(DATA RECORDS):

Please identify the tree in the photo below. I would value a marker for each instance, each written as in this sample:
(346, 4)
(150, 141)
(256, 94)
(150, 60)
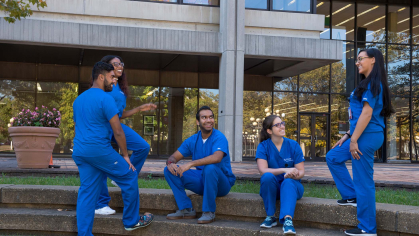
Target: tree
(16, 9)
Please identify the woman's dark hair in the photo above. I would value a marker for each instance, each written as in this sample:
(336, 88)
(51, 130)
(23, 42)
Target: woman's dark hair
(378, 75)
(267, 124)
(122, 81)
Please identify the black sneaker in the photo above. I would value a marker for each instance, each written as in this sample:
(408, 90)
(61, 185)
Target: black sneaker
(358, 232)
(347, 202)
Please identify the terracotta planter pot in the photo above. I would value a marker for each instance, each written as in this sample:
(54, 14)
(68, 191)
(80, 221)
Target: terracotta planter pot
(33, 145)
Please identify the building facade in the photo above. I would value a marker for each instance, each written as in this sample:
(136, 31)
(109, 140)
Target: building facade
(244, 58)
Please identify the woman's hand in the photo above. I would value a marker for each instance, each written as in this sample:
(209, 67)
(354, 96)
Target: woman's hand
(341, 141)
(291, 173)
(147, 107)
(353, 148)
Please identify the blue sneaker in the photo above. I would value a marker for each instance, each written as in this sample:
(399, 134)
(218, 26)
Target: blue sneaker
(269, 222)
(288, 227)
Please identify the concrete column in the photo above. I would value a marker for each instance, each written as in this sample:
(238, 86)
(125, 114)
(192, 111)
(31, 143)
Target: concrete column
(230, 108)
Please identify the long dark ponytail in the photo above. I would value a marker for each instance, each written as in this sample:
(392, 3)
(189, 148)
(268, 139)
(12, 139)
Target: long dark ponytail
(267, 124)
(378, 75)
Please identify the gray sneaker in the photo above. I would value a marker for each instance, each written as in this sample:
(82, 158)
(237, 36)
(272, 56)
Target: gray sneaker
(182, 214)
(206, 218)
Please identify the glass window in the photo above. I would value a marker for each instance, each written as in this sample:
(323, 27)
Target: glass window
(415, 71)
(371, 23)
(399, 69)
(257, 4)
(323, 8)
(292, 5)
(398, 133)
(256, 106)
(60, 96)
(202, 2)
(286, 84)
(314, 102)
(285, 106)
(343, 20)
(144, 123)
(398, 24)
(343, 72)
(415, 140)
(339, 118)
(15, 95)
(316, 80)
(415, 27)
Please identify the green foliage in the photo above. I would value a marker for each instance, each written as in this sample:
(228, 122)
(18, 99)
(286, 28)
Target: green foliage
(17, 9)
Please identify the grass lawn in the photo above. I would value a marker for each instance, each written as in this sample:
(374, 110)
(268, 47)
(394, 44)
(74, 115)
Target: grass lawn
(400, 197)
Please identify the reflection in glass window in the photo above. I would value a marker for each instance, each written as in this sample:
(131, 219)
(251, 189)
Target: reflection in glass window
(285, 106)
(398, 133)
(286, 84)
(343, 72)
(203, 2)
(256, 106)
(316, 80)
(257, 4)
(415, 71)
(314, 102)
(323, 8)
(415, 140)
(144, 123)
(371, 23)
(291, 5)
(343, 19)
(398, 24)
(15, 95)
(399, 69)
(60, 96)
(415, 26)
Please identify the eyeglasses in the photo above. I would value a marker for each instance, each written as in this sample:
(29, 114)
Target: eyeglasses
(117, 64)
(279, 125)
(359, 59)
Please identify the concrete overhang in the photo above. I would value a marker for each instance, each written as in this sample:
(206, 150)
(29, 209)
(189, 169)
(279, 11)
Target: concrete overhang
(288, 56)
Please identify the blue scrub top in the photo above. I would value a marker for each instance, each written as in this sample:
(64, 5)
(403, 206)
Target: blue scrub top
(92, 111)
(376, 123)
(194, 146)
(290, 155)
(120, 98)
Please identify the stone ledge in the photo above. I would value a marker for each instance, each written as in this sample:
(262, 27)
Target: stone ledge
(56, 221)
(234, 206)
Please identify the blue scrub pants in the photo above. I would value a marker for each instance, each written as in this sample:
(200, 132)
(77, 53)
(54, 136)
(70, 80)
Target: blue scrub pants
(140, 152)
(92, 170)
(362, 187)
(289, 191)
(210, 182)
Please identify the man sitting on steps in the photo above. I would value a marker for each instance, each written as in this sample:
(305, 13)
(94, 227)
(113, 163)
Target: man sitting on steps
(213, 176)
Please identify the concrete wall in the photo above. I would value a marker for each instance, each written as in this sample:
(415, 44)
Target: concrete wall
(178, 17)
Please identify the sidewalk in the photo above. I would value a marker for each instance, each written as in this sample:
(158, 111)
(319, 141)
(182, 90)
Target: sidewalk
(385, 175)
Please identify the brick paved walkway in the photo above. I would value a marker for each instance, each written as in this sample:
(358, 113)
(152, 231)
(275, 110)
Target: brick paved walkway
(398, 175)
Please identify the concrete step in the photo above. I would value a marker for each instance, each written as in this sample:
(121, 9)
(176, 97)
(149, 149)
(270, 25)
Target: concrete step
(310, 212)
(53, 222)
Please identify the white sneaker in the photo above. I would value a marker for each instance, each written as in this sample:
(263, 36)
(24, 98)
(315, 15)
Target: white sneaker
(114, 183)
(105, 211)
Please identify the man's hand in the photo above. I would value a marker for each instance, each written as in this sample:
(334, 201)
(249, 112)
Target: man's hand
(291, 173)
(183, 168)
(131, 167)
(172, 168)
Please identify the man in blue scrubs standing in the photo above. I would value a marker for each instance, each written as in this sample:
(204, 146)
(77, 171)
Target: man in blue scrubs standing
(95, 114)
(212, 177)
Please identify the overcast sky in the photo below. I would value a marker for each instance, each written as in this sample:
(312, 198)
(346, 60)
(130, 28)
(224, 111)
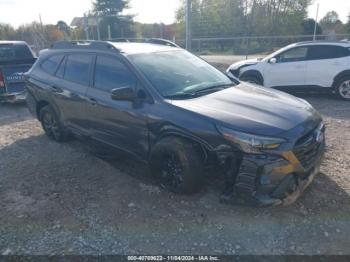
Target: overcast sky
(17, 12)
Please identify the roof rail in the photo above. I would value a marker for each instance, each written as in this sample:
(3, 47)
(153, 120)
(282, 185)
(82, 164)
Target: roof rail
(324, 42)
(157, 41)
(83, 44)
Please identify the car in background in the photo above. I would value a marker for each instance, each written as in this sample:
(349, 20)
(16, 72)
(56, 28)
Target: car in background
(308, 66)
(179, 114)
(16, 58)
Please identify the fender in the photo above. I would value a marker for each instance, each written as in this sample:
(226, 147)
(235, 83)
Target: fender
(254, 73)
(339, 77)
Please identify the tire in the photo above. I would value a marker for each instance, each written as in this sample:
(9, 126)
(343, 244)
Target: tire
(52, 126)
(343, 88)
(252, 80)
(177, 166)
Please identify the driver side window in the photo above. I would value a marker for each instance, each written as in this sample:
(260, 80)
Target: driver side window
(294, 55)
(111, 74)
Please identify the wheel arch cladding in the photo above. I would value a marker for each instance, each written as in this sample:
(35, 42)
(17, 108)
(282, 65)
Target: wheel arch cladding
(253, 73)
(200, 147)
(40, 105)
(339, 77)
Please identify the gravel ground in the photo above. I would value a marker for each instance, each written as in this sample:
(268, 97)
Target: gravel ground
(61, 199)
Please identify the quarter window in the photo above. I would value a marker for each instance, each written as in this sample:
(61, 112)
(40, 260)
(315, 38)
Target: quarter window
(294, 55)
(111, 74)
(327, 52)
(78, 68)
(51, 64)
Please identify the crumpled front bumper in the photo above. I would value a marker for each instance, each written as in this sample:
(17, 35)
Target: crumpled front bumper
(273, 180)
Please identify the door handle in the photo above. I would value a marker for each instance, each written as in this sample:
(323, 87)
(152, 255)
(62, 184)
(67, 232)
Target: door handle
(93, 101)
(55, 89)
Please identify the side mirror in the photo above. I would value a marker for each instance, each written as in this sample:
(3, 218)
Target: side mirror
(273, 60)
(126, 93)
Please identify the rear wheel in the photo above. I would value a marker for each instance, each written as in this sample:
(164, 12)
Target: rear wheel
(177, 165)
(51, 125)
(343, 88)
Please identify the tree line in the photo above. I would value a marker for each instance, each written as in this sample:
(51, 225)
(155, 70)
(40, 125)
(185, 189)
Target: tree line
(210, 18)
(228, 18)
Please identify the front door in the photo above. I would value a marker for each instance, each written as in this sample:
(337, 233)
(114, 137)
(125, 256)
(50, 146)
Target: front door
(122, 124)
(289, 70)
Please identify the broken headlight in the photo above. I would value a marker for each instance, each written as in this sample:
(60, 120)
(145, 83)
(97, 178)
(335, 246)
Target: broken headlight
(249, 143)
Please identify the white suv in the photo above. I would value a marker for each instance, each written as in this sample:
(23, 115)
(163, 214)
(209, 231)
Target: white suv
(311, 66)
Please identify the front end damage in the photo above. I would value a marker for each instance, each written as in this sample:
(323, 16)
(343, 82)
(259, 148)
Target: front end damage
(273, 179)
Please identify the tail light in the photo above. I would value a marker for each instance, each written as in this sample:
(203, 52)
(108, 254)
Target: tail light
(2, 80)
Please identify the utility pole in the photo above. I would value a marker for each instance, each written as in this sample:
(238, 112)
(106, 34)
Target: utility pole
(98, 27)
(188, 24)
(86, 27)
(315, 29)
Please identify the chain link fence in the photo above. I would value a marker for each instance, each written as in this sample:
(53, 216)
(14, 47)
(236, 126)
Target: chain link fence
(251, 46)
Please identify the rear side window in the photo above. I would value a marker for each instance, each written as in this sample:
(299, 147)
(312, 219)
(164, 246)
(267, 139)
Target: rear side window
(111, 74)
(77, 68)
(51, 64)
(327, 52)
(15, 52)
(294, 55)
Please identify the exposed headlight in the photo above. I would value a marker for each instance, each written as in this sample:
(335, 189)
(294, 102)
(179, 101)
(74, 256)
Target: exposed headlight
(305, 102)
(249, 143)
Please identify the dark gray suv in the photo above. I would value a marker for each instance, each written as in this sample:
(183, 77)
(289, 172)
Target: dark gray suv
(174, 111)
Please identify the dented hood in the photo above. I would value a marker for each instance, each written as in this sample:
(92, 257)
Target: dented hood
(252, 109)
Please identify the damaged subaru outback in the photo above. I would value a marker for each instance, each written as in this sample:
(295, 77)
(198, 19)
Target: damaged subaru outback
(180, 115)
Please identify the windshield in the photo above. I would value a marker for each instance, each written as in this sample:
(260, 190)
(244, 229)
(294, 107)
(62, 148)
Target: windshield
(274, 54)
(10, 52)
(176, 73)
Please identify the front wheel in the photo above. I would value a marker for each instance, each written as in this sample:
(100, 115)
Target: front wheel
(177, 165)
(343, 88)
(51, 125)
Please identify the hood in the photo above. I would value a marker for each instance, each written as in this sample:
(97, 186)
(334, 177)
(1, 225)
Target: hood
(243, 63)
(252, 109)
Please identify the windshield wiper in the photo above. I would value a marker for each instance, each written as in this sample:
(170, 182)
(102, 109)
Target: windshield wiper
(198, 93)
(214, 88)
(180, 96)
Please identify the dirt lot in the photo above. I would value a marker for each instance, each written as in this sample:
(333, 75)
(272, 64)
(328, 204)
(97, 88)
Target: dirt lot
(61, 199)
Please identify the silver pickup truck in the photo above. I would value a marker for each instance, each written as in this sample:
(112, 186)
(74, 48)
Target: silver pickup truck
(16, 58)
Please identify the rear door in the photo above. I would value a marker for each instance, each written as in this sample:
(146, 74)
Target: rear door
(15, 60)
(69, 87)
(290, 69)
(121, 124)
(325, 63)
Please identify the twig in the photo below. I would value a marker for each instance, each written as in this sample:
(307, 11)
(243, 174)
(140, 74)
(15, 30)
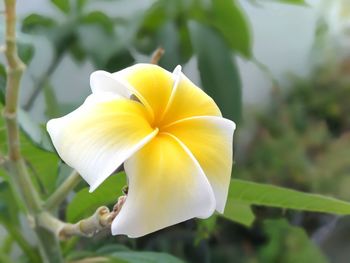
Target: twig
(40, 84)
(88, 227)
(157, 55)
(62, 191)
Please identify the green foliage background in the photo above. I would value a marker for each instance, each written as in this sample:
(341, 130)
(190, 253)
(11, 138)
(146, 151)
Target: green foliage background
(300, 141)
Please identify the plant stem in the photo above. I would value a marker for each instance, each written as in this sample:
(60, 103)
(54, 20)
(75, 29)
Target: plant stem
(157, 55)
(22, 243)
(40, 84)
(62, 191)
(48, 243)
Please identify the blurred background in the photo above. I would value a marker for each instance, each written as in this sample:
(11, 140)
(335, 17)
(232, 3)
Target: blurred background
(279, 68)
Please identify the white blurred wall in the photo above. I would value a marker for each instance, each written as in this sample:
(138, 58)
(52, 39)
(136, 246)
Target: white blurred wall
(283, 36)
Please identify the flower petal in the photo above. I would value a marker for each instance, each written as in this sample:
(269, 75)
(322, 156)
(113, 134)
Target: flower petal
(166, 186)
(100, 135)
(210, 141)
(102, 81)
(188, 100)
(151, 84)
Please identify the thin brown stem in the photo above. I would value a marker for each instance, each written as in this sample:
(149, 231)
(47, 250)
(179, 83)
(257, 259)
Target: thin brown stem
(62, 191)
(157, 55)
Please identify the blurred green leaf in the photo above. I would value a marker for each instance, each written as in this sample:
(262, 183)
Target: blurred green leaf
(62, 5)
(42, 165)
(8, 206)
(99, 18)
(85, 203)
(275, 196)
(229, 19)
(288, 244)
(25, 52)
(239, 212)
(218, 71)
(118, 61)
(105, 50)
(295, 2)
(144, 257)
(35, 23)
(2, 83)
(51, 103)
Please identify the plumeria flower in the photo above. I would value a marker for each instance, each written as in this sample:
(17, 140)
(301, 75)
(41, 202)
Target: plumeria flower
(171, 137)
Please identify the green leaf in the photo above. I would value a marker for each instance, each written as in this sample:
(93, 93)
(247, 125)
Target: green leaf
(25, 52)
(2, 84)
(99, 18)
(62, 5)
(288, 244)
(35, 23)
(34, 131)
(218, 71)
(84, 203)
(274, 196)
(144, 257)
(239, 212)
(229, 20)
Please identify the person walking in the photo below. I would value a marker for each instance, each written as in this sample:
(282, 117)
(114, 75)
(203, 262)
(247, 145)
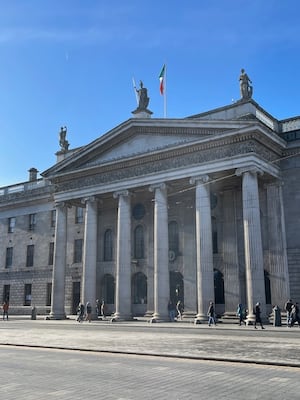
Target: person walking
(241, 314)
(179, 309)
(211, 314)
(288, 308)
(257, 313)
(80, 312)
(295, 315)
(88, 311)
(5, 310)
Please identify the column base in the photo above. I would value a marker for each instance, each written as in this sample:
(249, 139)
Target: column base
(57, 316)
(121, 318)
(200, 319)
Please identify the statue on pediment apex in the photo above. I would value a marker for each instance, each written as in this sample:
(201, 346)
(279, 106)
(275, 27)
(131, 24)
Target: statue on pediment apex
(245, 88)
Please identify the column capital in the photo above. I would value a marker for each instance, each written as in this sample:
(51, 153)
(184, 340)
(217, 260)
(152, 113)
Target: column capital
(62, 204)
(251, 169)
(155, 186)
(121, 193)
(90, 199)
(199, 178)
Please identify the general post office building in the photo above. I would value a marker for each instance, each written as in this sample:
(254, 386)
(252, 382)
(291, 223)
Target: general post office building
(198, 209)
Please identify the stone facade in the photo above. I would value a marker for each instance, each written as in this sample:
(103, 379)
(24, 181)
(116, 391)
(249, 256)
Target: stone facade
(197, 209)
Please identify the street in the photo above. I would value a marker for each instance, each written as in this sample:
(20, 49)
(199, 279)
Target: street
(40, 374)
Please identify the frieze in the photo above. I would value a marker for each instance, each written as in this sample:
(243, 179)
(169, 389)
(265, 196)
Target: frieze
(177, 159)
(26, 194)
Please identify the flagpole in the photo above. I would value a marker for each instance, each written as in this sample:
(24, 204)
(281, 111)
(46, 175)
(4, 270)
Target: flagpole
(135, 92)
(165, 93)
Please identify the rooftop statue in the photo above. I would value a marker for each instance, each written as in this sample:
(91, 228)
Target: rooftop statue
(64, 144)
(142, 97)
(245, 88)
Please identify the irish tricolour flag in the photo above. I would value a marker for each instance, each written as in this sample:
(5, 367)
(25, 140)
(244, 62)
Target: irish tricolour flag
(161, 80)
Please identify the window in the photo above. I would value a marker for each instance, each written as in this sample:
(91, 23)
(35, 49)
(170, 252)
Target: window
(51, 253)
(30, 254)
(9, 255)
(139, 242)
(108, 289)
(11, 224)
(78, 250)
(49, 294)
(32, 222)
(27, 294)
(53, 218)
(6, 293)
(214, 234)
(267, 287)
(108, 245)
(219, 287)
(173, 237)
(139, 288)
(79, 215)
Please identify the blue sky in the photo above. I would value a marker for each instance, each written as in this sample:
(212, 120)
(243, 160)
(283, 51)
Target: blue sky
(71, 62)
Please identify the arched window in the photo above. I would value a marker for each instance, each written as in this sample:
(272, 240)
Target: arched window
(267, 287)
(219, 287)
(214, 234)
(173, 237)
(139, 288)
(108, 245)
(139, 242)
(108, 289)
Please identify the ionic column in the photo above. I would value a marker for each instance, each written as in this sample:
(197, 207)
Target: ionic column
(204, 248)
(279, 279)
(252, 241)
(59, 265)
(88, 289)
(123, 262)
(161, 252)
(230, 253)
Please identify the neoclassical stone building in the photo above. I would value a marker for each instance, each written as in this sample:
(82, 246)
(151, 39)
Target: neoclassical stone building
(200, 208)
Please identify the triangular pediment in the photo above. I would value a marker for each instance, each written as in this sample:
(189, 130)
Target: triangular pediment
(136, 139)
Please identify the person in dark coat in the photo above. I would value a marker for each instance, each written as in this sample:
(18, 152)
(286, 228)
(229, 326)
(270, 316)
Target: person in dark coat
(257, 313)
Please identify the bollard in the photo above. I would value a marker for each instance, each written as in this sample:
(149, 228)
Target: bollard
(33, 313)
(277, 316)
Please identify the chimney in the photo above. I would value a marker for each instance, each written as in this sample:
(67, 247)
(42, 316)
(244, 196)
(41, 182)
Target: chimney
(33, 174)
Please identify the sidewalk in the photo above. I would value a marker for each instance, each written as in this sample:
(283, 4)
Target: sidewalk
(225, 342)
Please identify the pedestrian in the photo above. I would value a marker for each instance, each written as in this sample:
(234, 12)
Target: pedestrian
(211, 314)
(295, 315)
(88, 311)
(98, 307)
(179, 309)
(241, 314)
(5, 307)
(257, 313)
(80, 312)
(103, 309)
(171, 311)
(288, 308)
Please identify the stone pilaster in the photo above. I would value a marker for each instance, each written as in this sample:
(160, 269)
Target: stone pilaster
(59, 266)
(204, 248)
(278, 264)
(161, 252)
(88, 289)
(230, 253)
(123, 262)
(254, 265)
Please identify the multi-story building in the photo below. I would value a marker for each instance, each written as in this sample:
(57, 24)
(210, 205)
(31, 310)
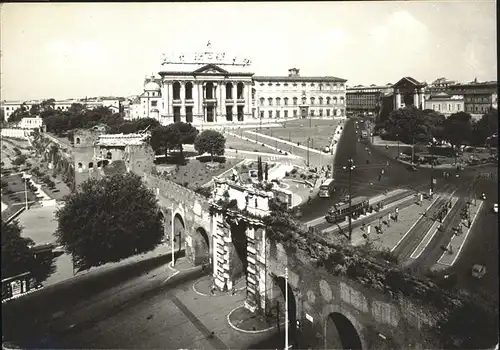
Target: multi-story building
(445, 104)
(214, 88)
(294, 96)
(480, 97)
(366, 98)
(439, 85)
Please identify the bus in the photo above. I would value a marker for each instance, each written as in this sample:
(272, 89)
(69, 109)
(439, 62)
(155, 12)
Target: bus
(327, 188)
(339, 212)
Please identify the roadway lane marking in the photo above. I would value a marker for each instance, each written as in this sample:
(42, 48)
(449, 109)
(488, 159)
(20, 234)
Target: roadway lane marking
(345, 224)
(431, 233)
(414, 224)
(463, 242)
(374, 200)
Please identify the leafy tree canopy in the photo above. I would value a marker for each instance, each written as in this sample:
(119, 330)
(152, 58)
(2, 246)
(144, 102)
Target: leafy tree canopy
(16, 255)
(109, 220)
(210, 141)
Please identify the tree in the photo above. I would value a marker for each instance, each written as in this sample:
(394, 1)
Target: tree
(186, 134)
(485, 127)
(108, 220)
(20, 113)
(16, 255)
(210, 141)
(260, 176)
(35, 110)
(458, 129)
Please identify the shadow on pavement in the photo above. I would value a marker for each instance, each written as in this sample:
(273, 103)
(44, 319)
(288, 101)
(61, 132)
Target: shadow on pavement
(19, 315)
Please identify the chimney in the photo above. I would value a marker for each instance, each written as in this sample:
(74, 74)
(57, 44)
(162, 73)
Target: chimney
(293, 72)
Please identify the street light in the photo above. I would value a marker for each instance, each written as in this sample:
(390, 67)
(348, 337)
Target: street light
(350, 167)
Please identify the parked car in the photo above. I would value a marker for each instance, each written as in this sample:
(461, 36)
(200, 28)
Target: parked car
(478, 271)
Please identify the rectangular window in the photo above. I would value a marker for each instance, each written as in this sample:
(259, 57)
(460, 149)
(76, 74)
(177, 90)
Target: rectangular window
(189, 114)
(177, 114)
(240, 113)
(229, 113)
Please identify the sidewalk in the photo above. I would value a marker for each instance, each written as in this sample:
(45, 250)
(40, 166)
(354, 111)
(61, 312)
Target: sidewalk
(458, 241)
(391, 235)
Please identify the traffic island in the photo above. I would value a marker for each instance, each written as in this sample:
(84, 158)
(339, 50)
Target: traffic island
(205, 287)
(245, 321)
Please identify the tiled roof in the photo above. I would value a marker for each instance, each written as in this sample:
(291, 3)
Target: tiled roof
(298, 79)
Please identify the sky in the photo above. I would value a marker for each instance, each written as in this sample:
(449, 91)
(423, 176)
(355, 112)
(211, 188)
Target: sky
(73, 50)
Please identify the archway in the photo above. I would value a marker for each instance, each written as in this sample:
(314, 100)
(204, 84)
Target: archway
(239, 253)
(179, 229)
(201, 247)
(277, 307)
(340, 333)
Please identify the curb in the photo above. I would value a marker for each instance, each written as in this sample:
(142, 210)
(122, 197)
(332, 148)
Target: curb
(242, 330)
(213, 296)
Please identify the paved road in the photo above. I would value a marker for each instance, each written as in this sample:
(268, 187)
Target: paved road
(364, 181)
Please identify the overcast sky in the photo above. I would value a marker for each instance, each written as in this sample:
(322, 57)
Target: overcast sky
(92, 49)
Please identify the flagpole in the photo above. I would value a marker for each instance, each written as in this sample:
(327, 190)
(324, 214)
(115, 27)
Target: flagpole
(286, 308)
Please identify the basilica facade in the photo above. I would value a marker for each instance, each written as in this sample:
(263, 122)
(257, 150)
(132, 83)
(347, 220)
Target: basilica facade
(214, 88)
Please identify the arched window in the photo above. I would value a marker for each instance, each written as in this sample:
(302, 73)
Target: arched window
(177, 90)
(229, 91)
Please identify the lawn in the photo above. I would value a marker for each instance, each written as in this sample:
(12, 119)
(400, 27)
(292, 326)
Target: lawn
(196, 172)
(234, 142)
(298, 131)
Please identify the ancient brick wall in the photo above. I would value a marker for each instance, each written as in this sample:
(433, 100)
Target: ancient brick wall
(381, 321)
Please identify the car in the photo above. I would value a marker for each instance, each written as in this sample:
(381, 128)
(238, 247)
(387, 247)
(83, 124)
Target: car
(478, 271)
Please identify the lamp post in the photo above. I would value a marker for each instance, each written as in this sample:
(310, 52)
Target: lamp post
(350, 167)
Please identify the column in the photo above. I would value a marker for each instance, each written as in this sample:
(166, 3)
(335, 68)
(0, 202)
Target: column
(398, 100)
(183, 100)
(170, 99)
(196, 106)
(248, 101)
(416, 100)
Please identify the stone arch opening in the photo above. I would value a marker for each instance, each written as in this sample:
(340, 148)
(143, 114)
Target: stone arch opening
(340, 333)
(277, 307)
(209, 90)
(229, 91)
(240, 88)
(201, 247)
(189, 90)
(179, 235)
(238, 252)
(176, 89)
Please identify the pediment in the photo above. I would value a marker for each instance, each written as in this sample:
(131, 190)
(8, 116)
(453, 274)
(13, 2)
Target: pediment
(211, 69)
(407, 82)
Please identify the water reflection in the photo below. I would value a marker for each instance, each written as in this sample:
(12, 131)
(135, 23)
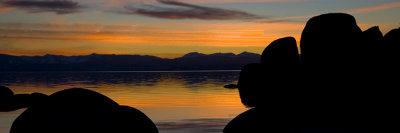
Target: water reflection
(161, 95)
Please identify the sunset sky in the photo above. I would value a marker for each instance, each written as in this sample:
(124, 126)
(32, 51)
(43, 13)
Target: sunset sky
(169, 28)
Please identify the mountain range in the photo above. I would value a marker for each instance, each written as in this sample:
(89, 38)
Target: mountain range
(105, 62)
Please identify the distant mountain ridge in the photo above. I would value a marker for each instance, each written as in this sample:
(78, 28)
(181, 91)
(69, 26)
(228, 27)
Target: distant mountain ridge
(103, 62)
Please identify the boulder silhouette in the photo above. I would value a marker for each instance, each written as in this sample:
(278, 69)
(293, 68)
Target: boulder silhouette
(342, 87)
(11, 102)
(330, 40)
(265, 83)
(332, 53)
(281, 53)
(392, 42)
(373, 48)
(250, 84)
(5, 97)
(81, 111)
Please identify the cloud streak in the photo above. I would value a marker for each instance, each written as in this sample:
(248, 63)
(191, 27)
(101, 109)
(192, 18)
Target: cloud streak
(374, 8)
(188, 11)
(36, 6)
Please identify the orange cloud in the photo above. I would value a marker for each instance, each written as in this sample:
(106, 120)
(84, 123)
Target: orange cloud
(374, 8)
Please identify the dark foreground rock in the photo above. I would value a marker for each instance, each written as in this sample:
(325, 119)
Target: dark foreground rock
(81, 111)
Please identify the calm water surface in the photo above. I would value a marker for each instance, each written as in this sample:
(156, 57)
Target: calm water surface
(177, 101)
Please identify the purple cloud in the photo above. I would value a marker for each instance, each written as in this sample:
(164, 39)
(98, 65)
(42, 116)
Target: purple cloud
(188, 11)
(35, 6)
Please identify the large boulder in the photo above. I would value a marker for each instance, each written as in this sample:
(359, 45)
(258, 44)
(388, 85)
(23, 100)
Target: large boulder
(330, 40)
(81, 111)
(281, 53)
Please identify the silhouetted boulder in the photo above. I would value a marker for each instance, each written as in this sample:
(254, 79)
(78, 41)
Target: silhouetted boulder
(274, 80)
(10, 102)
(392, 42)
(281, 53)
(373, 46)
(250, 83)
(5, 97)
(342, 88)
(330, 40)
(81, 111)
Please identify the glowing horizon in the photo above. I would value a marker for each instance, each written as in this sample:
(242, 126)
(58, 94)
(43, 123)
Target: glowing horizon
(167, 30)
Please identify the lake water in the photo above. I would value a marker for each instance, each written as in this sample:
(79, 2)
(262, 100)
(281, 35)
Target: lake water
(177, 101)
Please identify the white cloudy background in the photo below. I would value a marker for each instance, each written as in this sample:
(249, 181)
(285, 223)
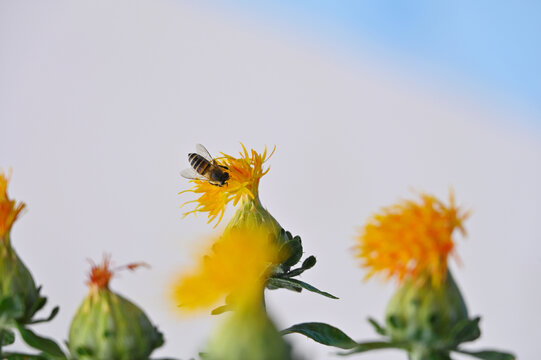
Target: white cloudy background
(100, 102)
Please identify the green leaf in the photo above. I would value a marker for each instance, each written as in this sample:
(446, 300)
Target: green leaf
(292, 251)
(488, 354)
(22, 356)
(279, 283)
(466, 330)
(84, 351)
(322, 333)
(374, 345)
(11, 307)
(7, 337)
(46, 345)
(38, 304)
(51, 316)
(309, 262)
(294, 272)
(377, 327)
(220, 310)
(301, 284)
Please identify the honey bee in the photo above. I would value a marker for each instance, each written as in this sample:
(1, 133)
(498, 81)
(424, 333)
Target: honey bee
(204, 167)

(GOAL OF THE EXERCISE): Where the string "below" occurs in the data, return the whole line.

(TASK SOLUTION):
Please identify the tree in the photo below. I would value a marker for each instance, each written as in this sample:
Please identify the overcast sky in the photo below. I would value a marker for each instance, each written as in this sample:
Please identify the twig in the photo below. I would value a marker for each instance, each written as in this sample:
Please identify the person walking in the photo below. I would value a marker for each instance, each written as in this sample:
Please identify the multi-story building in the photo below. I would value a marker for each instance, each written as in this sample:
Please identify the water reflection in the photo below. I would value a marker for each instance, each written as in this sample:
Please identify the white cloudy background in the photo below. I would value a marker for each instance, each written as in this sample:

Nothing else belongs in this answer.